TASK TO COMPLETE: Summarize the article below on teenage pregnancies in Arua in two sentences.

[begin EXCERPTED PASSAGE]

The MPs together with the United Nations Population Fund (UNFPA) is in Arua to raise awareness on teenage pregnancies.

“The problem has a very strong connection with poverty, and, soldiers being salary earners, they easily lure girls from poverty stricken families in our communities,” Anziku said.

But the resident district commissioner (RDC) Nahori Oya Awua blamed the problem on poor parenting.



“Parents don’t care about their children, because they are poor, they leave their girls to enjoy themselves with the soldiers,” Awua said.

Last year, more than 9,000 deliveries were recorded from child mothers and an infant mortality rate of 43 deaths per 1,000 live births. Furthermore, 64 children of every 1,000 lives die before the age of five years.

SCHOOL DROPOUTS

The high cases of teenage pregnancies in the district is forcing more girls out of school. According to the district education officer, Marino Acia, only 42 per cent of the girls that enrolled for school in 2011 completed primary seven last year.

Besides poverty at the household level, Acia blames the problem to substance abuse, noting that some girls start consuming alcohol at a young age.

“So many young girls hang out late in the night in trading centres where they get involved with older boys and men in disco halls and bars,” Acia said.

At Oriajin primary school in Katrini sub-county, for instance, a total of 15 cases of dropouts have been recorded over the past three years, all related to pregnancies.

“There is lack of support from parents which forces the girls to follow men with money,” Caroline Tiperu, the school’s senior woman teacher told The Observer.



But the area also has a high number of orphaned children who easily get lured by men who promise to give them a better living. The 2016 Uganda Demographic and Health Survey lists Arua as one of the districts with poor reproductive indicators.

In spite of this, the district was allocated a paltry Shs 8 million for reproductive health programs.

“This issue is a time bomb that the government is not paying attention to, we want these issues to be streamlined in the ongoing development agenda,” Musa Wamala, the coordinator of Uganda Parliamentarians Forum on Food Security, Population and Development said.

Awua, however, argues that Arua’s problem is worsened by the leadership’s lack of courage to enforce laws.

“There is a weakness in enforcing the law because of politics, our politics seems to be fearing the youths because their population is very high, so, some leaders fear annoying them because they are capable of voting out the leaders,” Awua said.

[end EXCERPTED PASSAGE]
[begin INFORMATION SUPPLIED]

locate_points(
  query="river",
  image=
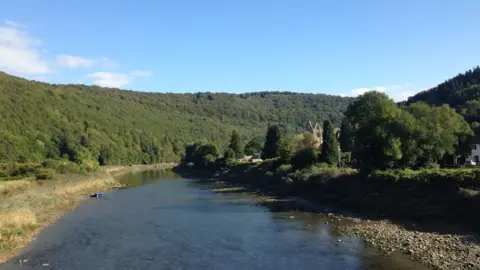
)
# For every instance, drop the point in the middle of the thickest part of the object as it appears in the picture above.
(167, 222)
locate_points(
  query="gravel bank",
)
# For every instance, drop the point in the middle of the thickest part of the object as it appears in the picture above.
(440, 251)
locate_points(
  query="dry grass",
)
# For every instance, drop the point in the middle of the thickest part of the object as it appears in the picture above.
(26, 206)
(22, 218)
(13, 187)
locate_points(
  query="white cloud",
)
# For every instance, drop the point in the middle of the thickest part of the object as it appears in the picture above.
(397, 92)
(141, 73)
(71, 61)
(106, 62)
(110, 79)
(41, 79)
(14, 24)
(18, 52)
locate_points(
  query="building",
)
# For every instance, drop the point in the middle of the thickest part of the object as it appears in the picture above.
(475, 151)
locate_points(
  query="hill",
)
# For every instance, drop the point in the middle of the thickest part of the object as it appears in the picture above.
(461, 92)
(91, 124)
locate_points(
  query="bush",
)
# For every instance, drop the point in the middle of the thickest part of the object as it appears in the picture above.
(303, 159)
(44, 174)
(285, 168)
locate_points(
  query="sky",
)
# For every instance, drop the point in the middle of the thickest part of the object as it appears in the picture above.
(341, 47)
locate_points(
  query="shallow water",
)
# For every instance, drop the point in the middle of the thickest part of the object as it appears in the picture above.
(168, 222)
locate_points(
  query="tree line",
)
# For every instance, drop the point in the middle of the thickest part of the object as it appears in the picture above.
(93, 126)
(376, 133)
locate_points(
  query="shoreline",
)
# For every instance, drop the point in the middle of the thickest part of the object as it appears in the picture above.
(439, 251)
(28, 206)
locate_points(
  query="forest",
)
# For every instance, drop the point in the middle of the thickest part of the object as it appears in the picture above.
(461, 92)
(92, 126)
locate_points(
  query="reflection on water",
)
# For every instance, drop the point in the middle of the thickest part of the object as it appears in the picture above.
(136, 179)
(180, 224)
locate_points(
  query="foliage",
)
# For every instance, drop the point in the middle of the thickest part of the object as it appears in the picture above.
(346, 159)
(235, 145)
(272, 140)
(229, 155)
(455, 92)
(347, 133)
(303, 158)
(254, 146)
(44, 174)
(330, 153)
(205, 154)
(286, 148)
(90, 124)
(306, 140)
(389, 136)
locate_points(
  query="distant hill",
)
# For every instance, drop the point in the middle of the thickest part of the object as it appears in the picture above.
(89, 124)
(461, 92)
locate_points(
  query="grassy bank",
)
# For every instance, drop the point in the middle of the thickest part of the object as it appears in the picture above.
(28, 205)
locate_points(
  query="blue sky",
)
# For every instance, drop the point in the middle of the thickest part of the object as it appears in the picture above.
(317, 46)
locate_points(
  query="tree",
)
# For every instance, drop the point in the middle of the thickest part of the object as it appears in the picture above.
(205, 154)
(235, 145)
(374, 116)
(229, 155)
(347, 134)
(286, 148)
(306, 140)
(270, 149)
(254, 146)
(329, 154)
(439, 131)
(303, 158)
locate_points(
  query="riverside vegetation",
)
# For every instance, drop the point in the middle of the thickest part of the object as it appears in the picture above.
(389, 169)
(55, 138)
(45, 193)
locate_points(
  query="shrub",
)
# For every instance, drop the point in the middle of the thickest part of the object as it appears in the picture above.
(285, 168)
(304, 158)
(44, 174)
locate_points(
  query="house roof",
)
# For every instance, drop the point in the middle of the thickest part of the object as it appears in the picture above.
(475, 140)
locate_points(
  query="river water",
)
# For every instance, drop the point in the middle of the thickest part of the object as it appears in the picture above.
(168, 222)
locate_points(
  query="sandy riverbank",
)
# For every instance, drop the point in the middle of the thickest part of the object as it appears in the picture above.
(440, 251)
(28, 205)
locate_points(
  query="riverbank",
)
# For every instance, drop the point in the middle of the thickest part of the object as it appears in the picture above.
(29, 205)
(439, 244)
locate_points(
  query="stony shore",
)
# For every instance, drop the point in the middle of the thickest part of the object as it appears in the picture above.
(439, 251)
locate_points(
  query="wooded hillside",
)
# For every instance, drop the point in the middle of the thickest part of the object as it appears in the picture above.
(90, 124)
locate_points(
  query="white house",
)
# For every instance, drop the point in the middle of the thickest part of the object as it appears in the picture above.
(475, 152)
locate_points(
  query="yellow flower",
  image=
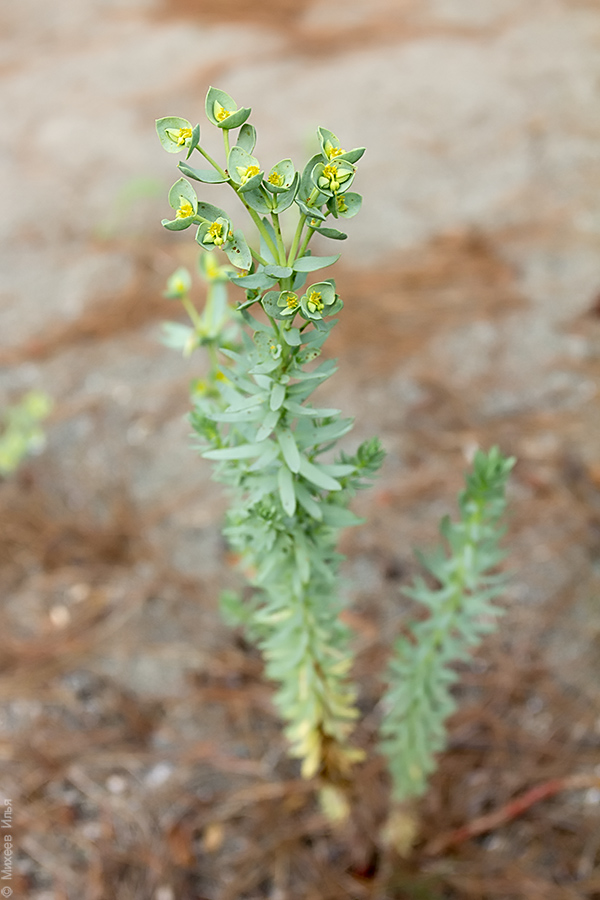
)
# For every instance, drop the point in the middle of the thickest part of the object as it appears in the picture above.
(314, 302)
(185, 209)
(220, 112)
(182, 135)
(247, 172)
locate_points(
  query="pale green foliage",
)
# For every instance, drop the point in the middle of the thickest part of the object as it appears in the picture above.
(461, 610)
(21, 433)
(290, 493)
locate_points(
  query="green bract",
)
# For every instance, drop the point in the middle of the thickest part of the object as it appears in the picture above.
(315, 302)
(332, 149)
(244, 170)
(182, 198)
(222, 110)
(275, 451)
(175, 134)
(333, 178)
(281, 177)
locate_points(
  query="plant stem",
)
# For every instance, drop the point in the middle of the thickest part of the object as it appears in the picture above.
(214, 164)
(296, 241)
(280, 244)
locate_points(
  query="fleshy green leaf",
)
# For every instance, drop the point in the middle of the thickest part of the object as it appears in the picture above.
(222, 110)
(285, 482)
(247, 137)
(238, 252)
(277, 395)
(289, 450)
(317, 476)
(312, 263)
(174, 133)
(207, 176)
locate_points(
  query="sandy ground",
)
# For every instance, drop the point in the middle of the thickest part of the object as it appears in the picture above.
(138, 740)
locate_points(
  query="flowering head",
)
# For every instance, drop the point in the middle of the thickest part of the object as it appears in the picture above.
(281, 177)
(332, 149)
(216, 233)
(222, 110)
(182, 198)
(179, 284)
(317, 297)
(185, 209)
(288, 303)
(333, 177)
(175, 134)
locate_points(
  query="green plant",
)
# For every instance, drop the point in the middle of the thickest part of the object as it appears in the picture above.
(290, 494)
(21, 433)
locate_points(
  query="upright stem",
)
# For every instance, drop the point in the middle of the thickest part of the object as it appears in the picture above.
(280, 244)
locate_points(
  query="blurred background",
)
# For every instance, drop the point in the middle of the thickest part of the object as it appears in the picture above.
(138, 743)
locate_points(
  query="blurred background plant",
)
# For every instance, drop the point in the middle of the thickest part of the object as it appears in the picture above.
(21, 431)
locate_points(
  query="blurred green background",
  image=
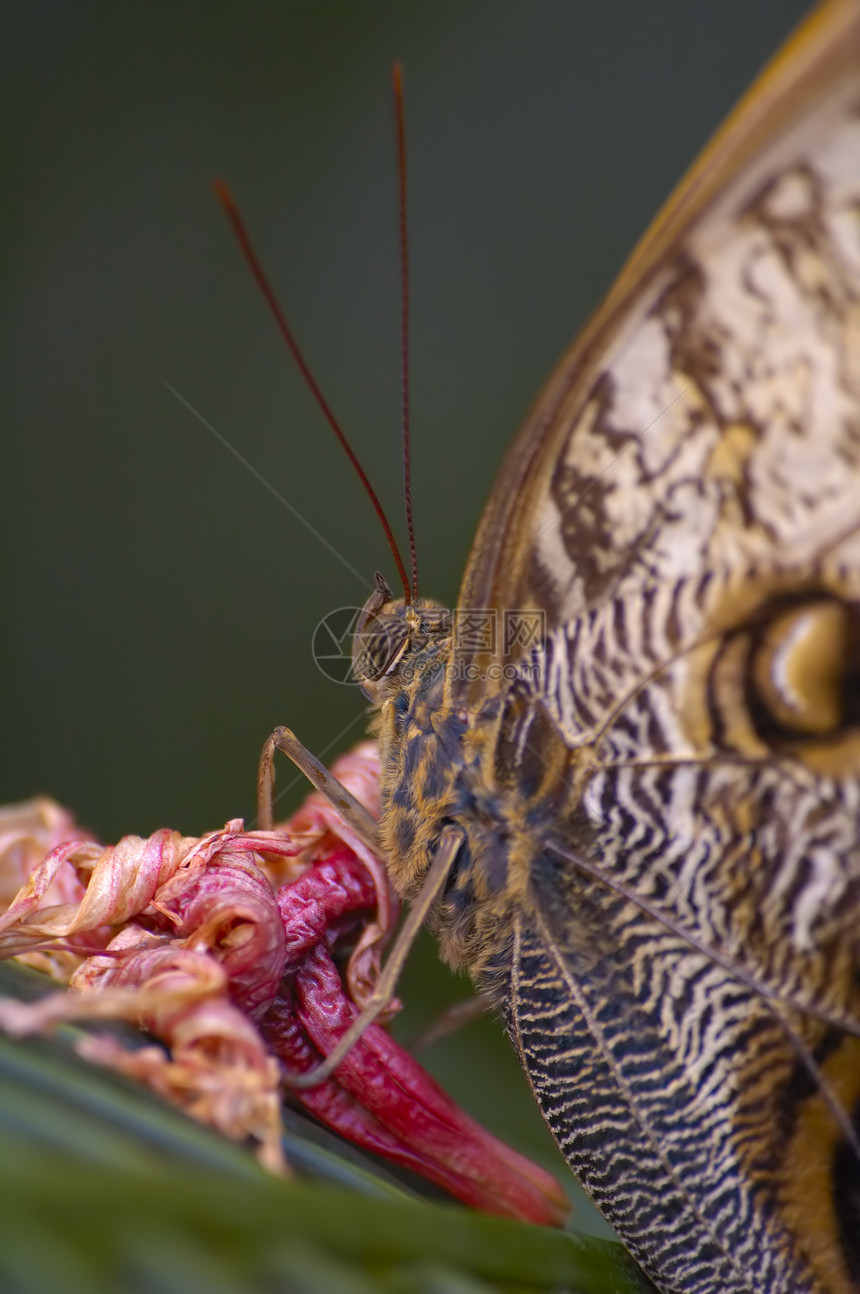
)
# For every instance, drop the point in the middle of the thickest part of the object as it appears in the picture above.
(158, 602)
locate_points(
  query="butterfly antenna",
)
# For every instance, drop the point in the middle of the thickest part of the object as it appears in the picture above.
(397, 76)
(246, 246)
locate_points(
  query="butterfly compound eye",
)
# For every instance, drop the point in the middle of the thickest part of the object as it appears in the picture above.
(379, 646)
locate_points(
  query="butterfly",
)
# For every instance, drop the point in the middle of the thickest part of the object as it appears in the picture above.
(623, 775)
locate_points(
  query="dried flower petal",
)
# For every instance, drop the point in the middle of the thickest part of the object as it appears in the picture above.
(221, 947)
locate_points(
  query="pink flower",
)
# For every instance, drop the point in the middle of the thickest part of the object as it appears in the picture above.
(221, 947)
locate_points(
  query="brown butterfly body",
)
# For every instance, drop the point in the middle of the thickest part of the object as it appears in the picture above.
(644, 716)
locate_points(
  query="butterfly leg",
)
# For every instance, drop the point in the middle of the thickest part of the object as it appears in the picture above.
(349, 809)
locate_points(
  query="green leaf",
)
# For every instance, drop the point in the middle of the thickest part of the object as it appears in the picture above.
(102, 1187)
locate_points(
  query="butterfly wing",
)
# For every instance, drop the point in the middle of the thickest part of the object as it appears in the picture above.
(682, 509)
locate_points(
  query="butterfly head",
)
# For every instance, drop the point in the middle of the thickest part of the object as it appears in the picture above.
(392, 639)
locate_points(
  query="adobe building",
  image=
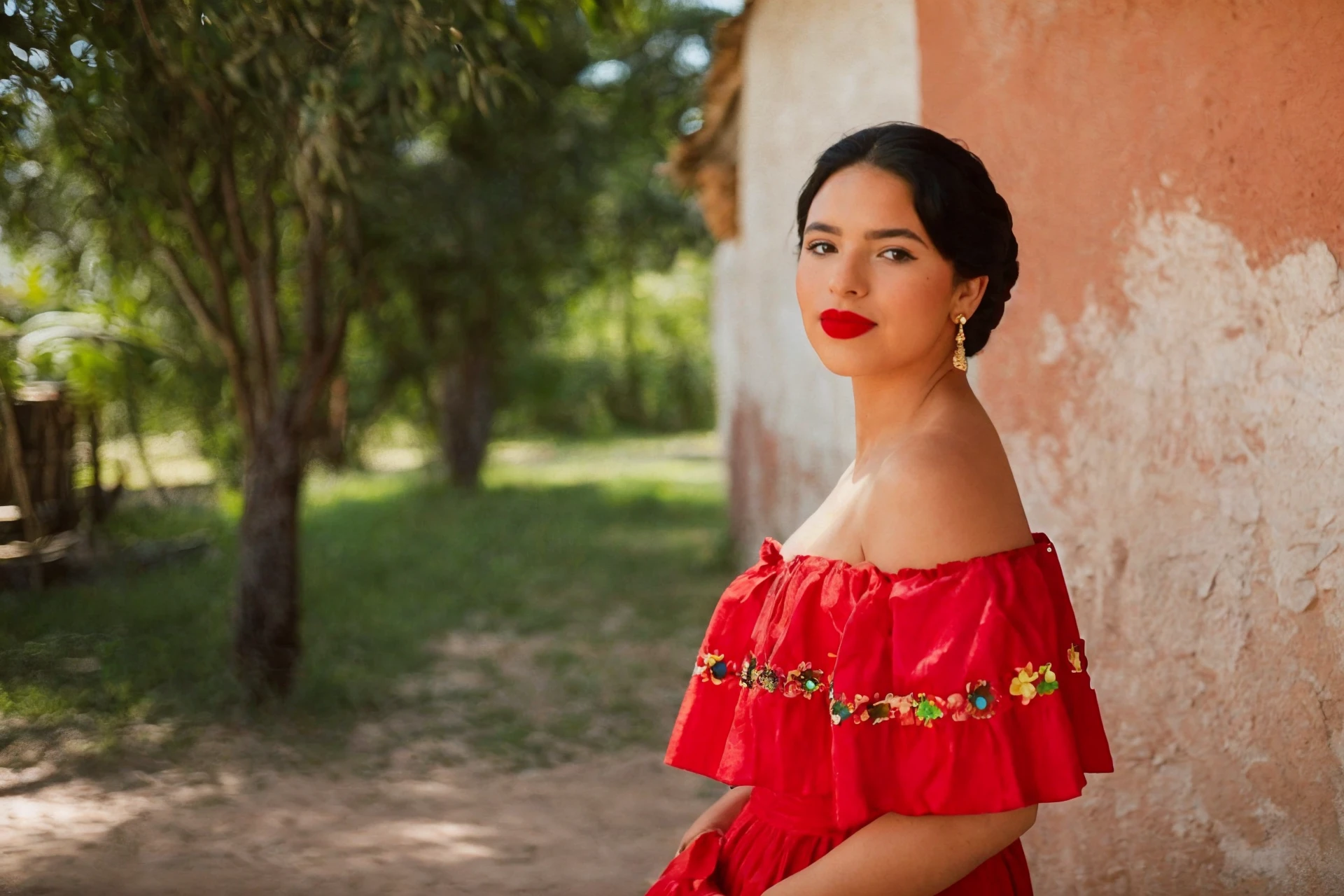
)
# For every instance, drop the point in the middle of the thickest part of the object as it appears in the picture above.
(1168, 377)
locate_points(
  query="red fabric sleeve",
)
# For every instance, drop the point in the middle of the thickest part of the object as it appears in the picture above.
(960, 690)
(958, 638)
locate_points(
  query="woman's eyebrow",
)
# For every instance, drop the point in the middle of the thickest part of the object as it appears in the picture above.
(895, 232)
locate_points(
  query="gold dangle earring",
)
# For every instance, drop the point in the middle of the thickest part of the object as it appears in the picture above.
(958, 358)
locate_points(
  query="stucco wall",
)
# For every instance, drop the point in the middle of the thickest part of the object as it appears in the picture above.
(806, 81)
(1168, 378)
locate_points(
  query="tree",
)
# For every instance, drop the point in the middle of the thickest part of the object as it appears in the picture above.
(225, 141)
(521, 210)
(499, 203)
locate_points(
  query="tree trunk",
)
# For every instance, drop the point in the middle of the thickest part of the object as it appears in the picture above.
(465, 413)
(267, 614)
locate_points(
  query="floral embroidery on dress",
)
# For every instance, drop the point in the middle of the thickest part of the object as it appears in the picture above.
(804, 681)
(713, 666)
(929, 710)
(979, 701)
(841, 708)
(1034, 682)
(746, 678)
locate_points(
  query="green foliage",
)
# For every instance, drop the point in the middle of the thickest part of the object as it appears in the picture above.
(540, 564)
(638, 360)
(533, 230)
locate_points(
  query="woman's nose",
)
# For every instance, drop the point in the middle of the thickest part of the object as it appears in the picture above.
(850, 279)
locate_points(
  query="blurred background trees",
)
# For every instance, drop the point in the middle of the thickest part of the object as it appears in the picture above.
(289, 223)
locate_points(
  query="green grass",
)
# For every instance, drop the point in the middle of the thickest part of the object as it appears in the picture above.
(553, 612)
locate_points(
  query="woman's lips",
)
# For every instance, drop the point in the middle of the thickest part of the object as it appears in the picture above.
(838, 324)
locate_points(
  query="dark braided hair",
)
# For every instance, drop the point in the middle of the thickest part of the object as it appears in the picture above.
(961, 211)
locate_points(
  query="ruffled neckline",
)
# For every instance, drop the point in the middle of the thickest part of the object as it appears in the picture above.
(772, 555)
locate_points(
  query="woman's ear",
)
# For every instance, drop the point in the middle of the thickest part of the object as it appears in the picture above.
(965, 298)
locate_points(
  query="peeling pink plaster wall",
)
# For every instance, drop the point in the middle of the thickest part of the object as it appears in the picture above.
(1170, 379)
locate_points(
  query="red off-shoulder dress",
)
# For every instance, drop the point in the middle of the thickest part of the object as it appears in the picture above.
(843, 692)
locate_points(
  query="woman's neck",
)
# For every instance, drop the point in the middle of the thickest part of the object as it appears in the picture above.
(889, 406)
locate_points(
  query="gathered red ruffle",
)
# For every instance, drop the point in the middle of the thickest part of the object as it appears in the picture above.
(958, 690)
(777, 836)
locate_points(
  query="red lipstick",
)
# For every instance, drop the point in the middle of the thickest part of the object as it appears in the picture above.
(838, 324)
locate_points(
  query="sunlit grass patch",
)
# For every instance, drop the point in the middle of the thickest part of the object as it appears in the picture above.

[end INFORMATION SUPPLIED]

ANSWER TO THIS EXERCISE: Speakers in Arua attribute the district's high rate of teenage pregnancies to poverty, soldiers luring girls from poor families, poor parenting, substance abuse, and a lack of parental support, and the pregnancies are forcing girls out of school, with only 42 percent of girls enrolled in 2011 completing primary seven last year. Although Arua has poor reproductive indicators, it received only Shs 8 million for reproductive health programs, and the resident district commissioner argues that leaders' reluctance to enforce laws for fear of young voters worsens the problem.